● TEXT EXTRACT:
"""

The relationship between the snow thickness, snow density and the altitude above sea level was not considered when computing the winter mass balance. Snow thickness at a certain point tends to increase with elevation for most winters, but this correlation is moderate; depth-averaged snow density has an even weaker correlation with snow thickness. Moreover, the coefficients change their sign in some years; in 2006/07, snow density decreased with altitude (Table 4). This shows a lack of reliable dependency of B w from the altitude.

Table 4. Linear correlation coefficients between main snow cover properties and morphometric variables on Aldegondabreen in 2003/04–2020/21

Missing values are caused by a loss of the point data or a small sample size.

Another topographic variable that was tested for correlation with the main snow cover properties is the distance to the valley sides. A tangible correlation was expected because the ridges contouring the glacier have the potential to influence the snow accumulation process through avalanches, wind shadowing and other wind effects (Dadic and others, Reference Dadic, Mott, Lehning and Burlando2010). The analysis showed that a strong correlation existed in certain years, but the years before 2013 yielded near-zero coefficients (Table 4).

6.3 Reliability of the reconstruction of surface mass balance for missing years

A regression model intended for the reconstruction of missing values (Eqn (3)) was developed based on simple linear relationships with climatic variables; these relationships were confirmed empirically. The 95% prediction band of the proposed model yielded a value of ±0.49 m w.e. for B a, which is about two to three times the estimated uncertainty of the measured values (Table 2). An analysis of the differences between reconstructed and measured values also revealed that the regression tends to overestimate the absolute values for less negative values of B a; it also tends to underestimate the absolute values for the most negative values of B a (Fig. 6). This is a clear source of systematic error in the presented series. Therefore, it is important to check the possible bias using another independent method of mass-balance computation, i.e. geodetic mass-balance computation.

Figure 6. Scatterplot for measured and reconstructed annual mass-balance values for Aldegondabreen in 2007/08–2019/20.

A comparison between cumulative values obtained by both direct and geodetic methods for 2008–13 and 2013–18 is shown in Table 5. The latter differencing interval spans only the measured values, while the first includes the reconstructed ones. The precise date of the 2008 DEM dataset is unknown; visual analysis of the corresponding orthoimage from the same dataset reveals that a snowline was still in recession in the lower part of Aldegondabreen and ice ablation was only occurring on the smaller part of the glacier. Thus, the DEM may be attributed to the very start of the mass-balance year, which coincides with the beginning of the direct measurement interval. The subsequent comparison between the results of the two methods proves the absence of any systematic error in the time series of B a from 2007 to 2018.

"""

● RAW DATA:
"""

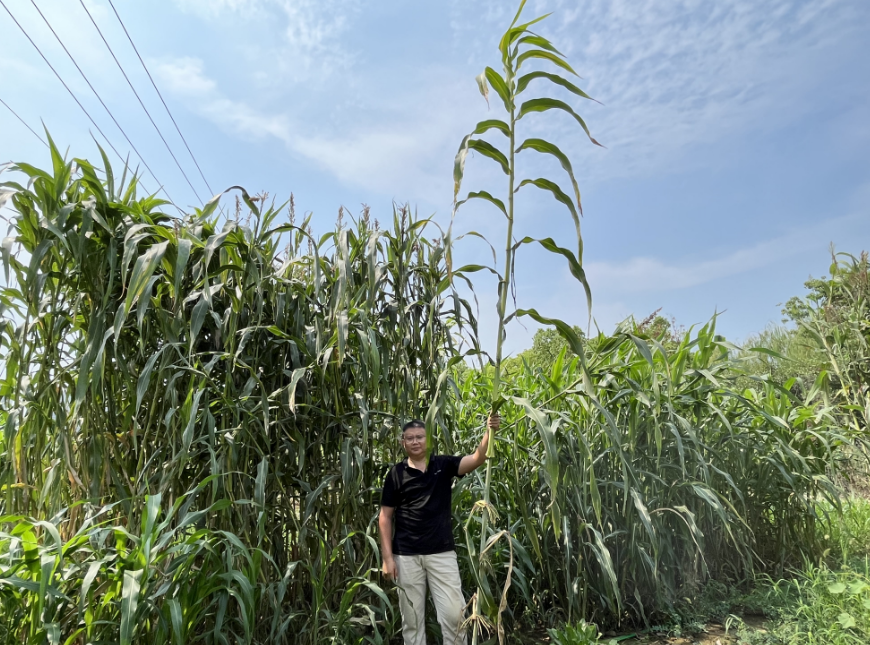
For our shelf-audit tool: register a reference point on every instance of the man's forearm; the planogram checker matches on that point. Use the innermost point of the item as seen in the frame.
(385, 528)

"""

● TASKS:
1 > According to the Aldegondabreen text, in which winter did snow density decrease with altitude?
2 > Type out the Aldegondabreen text from "Table 4. Linear" to "coefficients (Table 4).".

● ANSWERS TO EACH TASK:
1 > 2006/07

2 >
Table 4. Linear correlation coefficients between main snow cover properties and morphometric variables on Aldegondabreen in 2003/04–2020/21

Missing values are caused by a loss of the point data or a small sample size.

Another topographic variable that was tested for correlation with the main snow cover properties is the distance to the valley sides. A tangible correlation was expected because the ridges contouring the glacier have the potential to influence the snow accumulation process through avalanches, wind shadowing and other wind effects (Dadic and others, Reference Dadic, Mott, Lehning and Burlando2010). The analysis showed that a strong correlation existed in certain years, but the years before 2013 yielded near-zero coefficients (Table 4).